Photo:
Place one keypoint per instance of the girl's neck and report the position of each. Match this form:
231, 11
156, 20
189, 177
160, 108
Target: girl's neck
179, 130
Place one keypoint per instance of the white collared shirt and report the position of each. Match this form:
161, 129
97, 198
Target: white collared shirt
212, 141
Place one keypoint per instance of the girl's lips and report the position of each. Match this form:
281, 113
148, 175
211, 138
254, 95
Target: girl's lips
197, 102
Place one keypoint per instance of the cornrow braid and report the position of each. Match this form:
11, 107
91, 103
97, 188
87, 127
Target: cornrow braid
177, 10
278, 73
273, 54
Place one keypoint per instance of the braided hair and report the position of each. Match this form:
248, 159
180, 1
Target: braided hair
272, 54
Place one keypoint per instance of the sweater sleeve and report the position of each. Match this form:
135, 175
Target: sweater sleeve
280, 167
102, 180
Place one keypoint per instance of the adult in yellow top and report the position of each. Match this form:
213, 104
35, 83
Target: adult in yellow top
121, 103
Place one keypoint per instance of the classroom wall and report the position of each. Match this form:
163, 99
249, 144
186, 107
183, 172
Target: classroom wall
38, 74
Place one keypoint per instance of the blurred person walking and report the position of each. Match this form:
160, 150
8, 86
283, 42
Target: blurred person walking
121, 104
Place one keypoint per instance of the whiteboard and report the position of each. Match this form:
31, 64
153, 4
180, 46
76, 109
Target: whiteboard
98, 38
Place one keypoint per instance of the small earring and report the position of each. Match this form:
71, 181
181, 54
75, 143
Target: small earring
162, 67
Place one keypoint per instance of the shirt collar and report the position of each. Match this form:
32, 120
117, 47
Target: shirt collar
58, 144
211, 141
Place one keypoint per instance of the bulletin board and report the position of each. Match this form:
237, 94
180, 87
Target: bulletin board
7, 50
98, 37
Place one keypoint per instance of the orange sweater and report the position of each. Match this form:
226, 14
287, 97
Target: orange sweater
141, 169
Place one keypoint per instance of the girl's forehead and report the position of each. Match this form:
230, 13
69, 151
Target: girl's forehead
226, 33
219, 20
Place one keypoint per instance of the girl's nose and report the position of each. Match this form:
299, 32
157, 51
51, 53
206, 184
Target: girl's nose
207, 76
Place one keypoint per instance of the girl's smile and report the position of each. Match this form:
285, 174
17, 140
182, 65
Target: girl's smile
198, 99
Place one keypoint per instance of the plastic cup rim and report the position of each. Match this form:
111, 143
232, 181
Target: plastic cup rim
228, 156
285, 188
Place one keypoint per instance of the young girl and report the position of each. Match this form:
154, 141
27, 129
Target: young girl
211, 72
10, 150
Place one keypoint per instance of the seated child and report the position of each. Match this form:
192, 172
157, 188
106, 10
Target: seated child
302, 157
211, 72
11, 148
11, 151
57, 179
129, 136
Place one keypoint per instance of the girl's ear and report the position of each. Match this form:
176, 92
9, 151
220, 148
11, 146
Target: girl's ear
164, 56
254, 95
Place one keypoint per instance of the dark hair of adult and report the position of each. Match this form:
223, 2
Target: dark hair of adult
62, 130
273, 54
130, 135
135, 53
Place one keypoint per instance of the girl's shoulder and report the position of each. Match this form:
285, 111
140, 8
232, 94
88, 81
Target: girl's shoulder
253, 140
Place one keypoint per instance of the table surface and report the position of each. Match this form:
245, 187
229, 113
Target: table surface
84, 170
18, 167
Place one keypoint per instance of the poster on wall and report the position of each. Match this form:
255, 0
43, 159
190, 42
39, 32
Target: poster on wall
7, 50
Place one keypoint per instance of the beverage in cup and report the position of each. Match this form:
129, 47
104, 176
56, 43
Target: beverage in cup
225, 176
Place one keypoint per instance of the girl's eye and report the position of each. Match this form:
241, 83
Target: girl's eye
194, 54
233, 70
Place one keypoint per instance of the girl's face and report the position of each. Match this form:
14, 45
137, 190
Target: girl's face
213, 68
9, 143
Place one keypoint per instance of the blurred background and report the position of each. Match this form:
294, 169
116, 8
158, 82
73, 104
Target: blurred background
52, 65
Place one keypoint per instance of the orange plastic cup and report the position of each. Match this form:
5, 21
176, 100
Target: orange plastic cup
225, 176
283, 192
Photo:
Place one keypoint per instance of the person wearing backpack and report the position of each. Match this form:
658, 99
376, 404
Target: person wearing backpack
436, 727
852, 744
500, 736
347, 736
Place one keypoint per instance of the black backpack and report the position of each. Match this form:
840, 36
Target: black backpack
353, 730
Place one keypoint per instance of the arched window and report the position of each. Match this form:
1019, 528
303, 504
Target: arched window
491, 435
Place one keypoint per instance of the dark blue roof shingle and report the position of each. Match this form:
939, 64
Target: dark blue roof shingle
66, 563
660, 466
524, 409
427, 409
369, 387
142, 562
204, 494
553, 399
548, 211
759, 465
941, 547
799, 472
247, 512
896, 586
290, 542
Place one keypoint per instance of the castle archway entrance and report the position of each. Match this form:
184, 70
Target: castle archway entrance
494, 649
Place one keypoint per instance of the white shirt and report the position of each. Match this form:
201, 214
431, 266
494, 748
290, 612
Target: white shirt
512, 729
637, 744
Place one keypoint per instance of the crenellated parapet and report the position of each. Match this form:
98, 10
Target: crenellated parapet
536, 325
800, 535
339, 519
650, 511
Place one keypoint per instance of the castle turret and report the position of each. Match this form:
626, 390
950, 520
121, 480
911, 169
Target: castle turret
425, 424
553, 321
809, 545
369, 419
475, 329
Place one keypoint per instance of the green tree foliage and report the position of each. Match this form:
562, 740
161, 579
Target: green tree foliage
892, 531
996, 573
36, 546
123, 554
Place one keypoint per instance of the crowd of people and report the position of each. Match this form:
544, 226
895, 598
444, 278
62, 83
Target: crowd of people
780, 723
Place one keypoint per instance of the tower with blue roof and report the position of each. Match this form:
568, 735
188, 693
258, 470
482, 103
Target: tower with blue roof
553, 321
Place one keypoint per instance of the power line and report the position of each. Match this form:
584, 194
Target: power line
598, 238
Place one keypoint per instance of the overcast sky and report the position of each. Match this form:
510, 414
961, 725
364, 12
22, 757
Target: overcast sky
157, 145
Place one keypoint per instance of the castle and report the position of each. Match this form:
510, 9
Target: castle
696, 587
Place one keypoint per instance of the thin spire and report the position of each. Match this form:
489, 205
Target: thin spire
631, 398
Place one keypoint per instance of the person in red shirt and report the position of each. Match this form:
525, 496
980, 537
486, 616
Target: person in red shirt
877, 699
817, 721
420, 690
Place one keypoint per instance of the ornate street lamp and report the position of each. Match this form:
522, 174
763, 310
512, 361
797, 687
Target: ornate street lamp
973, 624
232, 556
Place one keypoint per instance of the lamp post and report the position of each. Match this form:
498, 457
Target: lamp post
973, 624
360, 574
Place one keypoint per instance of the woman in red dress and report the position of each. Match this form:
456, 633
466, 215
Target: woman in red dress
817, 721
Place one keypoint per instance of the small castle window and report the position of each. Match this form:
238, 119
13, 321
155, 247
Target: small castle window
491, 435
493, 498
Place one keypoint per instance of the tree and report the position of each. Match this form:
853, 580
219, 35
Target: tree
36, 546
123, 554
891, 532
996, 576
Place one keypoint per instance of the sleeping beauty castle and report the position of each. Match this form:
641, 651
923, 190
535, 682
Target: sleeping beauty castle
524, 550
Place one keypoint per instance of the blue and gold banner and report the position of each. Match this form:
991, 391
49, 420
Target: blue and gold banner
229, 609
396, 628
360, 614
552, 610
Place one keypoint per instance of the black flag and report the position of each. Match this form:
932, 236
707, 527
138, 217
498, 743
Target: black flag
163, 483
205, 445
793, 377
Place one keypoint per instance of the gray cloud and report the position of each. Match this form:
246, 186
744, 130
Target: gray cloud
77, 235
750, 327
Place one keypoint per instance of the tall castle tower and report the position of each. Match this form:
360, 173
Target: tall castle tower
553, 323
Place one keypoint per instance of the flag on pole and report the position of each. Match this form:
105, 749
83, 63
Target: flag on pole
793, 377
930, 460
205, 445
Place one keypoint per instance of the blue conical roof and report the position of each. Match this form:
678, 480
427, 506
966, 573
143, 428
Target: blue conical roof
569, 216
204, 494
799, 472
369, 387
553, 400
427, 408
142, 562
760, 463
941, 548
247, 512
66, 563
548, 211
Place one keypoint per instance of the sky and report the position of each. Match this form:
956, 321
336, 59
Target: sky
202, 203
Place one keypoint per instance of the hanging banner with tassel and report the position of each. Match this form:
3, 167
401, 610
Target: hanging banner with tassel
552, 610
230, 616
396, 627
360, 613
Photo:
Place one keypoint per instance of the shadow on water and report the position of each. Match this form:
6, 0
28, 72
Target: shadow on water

----

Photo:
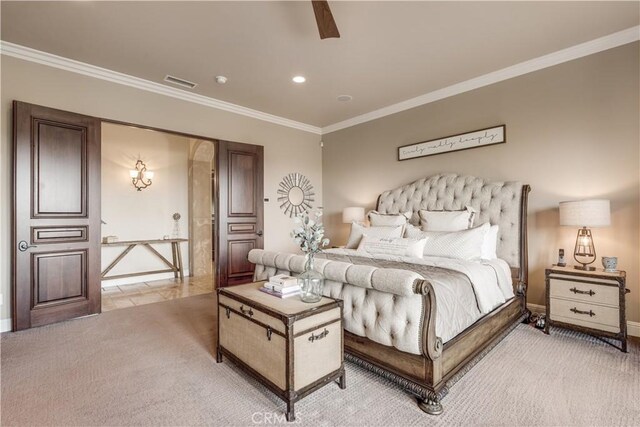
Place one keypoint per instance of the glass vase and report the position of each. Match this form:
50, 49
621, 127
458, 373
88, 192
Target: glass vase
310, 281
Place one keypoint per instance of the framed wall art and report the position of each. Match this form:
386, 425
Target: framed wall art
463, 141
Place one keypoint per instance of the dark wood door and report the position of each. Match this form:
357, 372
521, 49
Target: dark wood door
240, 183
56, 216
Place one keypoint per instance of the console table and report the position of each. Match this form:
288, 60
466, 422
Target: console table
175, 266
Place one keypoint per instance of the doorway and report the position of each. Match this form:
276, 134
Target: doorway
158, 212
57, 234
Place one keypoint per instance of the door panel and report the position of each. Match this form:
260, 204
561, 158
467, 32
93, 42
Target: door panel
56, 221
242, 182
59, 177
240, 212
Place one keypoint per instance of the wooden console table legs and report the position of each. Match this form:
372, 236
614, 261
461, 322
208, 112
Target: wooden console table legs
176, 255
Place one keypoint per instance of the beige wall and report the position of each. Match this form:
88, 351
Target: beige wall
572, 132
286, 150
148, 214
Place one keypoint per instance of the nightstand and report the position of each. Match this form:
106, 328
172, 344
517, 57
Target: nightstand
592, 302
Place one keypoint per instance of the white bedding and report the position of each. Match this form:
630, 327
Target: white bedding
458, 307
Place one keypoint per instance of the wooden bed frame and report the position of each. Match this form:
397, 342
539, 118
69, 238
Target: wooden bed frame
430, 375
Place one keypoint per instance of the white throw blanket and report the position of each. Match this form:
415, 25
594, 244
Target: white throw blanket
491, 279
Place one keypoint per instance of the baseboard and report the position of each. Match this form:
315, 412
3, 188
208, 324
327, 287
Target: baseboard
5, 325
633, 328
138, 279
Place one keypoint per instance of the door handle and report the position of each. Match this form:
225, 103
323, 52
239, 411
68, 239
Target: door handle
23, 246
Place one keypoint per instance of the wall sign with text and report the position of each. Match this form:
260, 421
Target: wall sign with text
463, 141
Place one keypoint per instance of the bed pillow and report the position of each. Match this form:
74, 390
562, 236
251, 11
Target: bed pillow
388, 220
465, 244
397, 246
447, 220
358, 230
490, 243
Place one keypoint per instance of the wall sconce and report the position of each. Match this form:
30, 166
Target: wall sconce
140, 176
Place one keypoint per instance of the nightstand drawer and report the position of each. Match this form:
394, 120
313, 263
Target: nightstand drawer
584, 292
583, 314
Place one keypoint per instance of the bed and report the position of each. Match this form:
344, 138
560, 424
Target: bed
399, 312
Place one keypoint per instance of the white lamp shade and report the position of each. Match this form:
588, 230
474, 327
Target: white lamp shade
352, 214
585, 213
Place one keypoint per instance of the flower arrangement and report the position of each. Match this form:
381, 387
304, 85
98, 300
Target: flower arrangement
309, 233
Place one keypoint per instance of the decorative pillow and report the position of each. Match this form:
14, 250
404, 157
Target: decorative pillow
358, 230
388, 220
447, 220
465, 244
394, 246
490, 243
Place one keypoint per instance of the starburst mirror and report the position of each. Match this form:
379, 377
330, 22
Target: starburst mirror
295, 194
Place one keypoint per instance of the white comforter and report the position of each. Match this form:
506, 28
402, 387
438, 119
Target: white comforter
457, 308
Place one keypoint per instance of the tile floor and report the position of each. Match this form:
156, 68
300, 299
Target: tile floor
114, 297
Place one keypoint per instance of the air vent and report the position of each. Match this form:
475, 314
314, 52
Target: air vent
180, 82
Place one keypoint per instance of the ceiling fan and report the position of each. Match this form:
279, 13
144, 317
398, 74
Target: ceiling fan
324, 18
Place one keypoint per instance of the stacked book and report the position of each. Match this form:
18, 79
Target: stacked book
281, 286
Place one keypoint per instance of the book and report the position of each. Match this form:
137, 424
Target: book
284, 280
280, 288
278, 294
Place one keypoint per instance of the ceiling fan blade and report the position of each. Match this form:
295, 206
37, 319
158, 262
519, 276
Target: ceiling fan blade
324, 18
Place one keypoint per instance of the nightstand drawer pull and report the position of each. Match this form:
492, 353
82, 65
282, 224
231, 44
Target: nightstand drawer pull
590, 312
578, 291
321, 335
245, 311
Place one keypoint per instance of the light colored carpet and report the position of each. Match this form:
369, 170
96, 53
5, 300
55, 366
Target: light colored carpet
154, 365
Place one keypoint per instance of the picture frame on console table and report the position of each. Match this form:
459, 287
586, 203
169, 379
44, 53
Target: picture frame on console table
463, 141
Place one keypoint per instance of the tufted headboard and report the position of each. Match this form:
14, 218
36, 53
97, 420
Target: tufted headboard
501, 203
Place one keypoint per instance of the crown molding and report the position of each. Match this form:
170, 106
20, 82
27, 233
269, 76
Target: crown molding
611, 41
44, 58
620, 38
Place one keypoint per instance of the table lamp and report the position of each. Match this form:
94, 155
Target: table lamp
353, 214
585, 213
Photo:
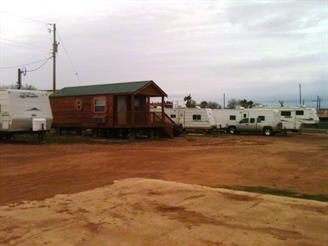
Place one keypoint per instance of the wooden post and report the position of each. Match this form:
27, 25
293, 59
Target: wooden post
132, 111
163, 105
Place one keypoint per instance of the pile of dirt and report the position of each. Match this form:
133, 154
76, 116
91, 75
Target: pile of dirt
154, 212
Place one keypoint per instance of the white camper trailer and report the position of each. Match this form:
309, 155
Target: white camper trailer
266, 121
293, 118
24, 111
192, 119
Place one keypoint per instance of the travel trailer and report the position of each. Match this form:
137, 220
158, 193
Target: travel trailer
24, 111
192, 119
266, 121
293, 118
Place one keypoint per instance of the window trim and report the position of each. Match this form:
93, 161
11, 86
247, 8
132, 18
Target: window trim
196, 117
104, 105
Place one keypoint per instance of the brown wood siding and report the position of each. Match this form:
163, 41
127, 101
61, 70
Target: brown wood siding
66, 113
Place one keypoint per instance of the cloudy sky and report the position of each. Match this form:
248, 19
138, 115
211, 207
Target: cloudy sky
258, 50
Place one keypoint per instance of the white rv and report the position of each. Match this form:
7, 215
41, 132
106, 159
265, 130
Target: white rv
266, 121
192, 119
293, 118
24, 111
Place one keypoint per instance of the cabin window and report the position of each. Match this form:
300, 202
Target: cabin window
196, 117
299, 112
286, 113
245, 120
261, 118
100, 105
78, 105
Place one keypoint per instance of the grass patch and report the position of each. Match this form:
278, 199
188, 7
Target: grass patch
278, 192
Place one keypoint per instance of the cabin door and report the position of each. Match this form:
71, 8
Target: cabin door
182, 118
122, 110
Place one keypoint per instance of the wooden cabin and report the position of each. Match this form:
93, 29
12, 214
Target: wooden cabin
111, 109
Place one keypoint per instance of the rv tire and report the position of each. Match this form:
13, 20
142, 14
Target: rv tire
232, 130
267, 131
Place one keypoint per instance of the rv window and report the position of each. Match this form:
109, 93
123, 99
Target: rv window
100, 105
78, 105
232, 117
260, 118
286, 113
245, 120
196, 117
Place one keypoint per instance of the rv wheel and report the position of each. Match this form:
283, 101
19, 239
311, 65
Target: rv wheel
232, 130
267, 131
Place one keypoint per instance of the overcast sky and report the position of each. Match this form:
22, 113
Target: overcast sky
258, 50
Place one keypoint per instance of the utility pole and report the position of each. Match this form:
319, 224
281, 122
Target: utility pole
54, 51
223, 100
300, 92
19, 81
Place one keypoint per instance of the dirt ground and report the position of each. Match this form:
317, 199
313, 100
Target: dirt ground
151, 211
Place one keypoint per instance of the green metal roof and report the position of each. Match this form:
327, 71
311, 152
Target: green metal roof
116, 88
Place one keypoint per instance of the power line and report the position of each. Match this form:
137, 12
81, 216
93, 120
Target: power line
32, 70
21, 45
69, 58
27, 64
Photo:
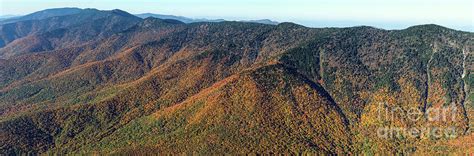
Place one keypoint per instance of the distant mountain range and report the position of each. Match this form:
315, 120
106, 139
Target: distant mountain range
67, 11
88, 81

----

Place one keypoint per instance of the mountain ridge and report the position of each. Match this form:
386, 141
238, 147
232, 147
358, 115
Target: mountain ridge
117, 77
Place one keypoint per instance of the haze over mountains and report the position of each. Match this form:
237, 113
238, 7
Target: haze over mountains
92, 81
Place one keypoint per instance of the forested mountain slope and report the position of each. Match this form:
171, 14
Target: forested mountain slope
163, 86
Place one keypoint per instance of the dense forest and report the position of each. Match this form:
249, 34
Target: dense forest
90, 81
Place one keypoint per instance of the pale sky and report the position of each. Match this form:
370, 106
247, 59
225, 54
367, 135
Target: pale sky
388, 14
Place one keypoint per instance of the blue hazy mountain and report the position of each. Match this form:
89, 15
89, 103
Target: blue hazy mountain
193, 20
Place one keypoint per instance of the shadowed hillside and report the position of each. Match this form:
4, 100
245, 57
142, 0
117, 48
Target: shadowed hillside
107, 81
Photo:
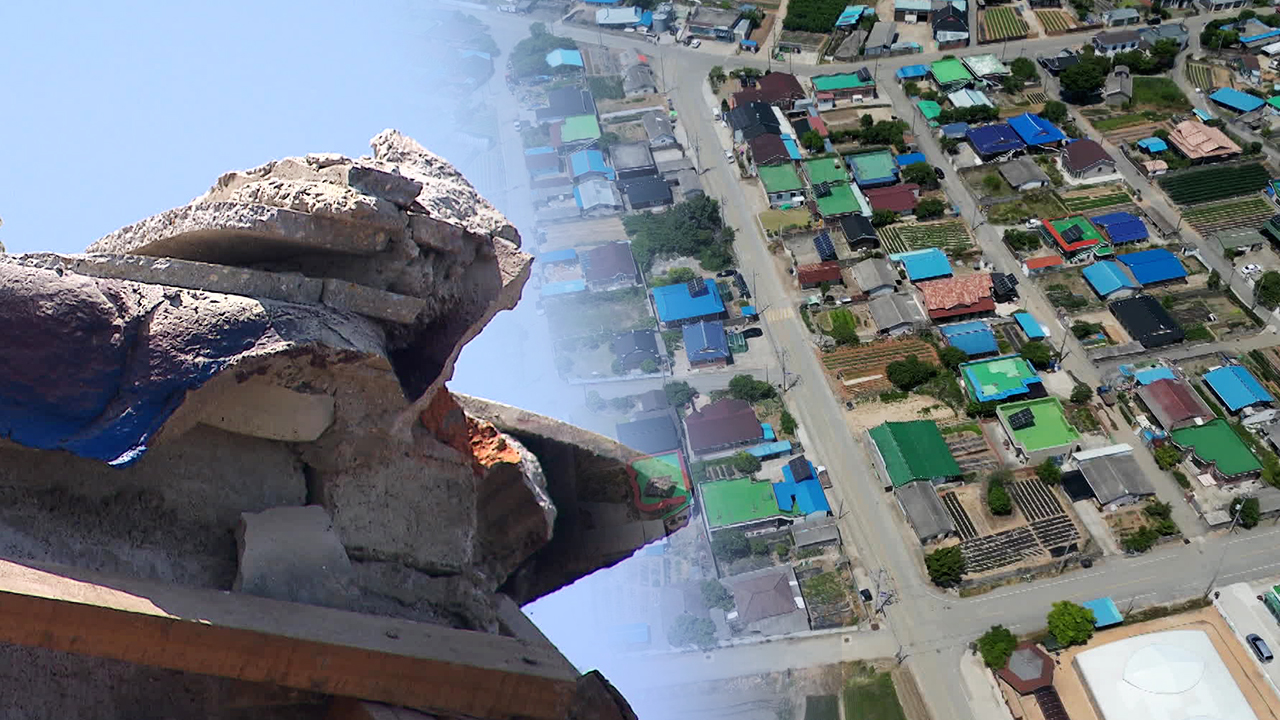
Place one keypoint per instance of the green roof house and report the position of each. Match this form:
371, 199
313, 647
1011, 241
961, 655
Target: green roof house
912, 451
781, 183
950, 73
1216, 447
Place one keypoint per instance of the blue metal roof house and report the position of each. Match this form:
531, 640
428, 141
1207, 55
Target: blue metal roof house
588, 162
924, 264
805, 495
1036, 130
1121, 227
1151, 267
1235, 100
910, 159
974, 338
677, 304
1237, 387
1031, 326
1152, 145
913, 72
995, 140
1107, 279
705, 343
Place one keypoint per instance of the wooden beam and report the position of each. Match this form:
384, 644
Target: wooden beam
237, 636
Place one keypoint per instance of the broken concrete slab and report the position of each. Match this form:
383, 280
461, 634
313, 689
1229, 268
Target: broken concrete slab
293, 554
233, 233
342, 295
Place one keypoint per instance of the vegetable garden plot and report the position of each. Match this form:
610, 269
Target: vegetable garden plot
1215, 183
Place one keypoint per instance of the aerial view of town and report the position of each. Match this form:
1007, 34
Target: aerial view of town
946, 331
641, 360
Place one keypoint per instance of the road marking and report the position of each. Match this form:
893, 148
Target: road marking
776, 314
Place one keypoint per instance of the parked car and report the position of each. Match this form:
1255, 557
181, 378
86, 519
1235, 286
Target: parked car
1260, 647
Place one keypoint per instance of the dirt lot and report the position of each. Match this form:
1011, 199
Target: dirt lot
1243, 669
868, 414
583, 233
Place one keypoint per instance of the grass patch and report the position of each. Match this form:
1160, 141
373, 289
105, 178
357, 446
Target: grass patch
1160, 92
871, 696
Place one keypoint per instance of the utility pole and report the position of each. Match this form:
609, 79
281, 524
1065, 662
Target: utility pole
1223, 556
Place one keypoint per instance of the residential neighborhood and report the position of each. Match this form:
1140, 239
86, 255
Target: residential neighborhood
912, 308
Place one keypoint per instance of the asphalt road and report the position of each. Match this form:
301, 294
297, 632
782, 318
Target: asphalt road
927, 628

----

Put the lines from the one containing "Place one keypoint per instance of the tall" through the one containing "Target: shadow on water", both included, into a numbered list, leaving out any blank lines.

1. Place one keypoint per instance of the tall castle tower and report the position of each. Match this form:
2. 360, 173
3. Target: tall castle tower
4. 553, 323
5. Place one keypoint per instance of the flag on pole and report the position of each. Match this form:
6. 105, 749
7. 83, 63
8. Target: flag on pole
9. 793, 377
10. 930, 460
11. 205, 445
12. Place one keypoint per instance of the blue conical roof and report the position of each. Match this form:
13. 678, 480
14. 427, 506
15. 966, 573
16. 143, 428
17. Target: blue conical roof
18. 569, 216
19. 204, 494
20. 799, 472
21. 369, 387
22. 553, 400
23. 427, 408
24. 142, 562
25. 760, 463
26. 941, 548
27. 247, 512
28. 66, 563
29. 548, 211
30. Place one keypoint per instance of the sky and report the position of each. Match this form:
31. 956, 321
32. 336, 59
33. Target: sky
34. 202, 203
35. Place one keypoint per instance of the hanging banner with tassel and report the position of each. Match this form:
36. 3, 167
37. 401, 610
38. Target: hanging banner with tassel
39. 552, 610
40. 230, 616
41. 396, 627
42. 360, 613
43. Photo:
44. Place one keypoint per instance of the shadow on water and report the position of each. Match this form:
45. 6, 0
46. 28, 72
47. Target: shadow on water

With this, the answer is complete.